(Dataset records)
------------------------------------------------------------------------

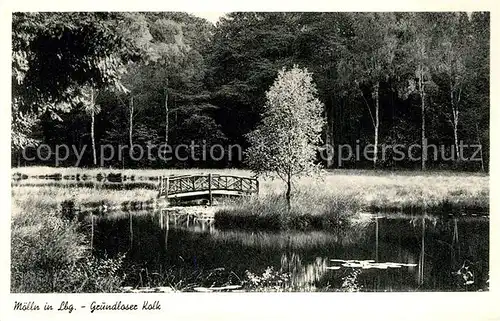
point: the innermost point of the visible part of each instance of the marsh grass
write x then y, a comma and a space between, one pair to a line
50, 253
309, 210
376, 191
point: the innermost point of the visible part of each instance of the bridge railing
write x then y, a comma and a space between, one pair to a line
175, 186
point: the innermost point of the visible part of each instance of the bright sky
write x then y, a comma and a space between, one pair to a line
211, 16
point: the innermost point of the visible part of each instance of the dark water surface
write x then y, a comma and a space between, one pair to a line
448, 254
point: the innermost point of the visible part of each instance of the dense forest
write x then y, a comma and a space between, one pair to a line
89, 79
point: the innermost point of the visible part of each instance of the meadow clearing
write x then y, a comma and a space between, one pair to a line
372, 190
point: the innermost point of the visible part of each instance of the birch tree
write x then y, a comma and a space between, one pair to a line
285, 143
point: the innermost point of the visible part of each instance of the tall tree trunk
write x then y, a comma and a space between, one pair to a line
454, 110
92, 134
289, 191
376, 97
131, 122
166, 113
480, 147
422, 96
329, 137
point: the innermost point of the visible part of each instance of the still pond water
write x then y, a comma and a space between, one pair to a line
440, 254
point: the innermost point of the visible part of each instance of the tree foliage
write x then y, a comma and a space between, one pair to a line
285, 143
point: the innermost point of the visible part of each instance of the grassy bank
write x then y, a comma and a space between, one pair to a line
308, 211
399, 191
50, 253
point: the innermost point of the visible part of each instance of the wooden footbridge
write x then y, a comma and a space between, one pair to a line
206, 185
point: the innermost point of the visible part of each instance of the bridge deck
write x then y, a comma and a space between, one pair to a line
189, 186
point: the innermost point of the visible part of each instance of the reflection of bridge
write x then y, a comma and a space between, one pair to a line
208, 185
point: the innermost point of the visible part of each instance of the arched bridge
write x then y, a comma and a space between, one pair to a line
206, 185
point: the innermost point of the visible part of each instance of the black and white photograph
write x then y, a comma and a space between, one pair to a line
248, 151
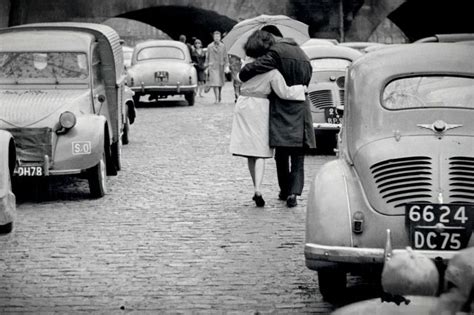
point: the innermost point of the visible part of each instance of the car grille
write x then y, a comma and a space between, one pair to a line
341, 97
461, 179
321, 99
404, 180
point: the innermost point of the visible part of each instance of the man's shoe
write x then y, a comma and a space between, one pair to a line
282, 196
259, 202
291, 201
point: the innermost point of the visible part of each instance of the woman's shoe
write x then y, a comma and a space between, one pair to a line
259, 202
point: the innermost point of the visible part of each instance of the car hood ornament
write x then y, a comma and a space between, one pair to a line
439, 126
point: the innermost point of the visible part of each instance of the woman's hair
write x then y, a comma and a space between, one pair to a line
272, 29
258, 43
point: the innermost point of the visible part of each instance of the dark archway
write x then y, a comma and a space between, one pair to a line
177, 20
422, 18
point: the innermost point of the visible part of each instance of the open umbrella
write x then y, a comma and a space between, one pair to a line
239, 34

------------------------------------------------------------------------

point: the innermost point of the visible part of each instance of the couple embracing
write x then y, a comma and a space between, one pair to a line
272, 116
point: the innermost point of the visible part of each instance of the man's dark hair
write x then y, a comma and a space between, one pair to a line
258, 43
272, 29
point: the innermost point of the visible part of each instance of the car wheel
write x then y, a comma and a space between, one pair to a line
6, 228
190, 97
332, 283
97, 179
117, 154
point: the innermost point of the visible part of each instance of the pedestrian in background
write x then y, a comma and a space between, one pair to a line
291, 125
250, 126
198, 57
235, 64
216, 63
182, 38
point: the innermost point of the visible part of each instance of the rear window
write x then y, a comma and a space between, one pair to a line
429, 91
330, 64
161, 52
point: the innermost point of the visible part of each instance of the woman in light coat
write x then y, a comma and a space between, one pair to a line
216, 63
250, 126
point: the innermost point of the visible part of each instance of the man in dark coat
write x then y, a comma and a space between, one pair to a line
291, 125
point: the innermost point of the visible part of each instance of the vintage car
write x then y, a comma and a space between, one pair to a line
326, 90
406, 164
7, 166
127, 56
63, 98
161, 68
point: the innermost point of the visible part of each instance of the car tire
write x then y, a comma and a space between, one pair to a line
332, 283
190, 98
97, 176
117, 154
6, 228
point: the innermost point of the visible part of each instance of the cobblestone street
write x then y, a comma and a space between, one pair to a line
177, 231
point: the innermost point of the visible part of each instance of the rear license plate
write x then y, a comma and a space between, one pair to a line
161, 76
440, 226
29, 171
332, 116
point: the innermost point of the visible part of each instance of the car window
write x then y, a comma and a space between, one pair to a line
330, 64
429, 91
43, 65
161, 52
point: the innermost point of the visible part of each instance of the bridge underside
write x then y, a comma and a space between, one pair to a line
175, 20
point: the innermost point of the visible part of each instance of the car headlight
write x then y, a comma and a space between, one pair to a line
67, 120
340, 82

------------------------------------------------------------------------

◆ Try it ◆
Only a number is asked for here: the count of lines in the records that hold "window".

◆ Answer space ◆
2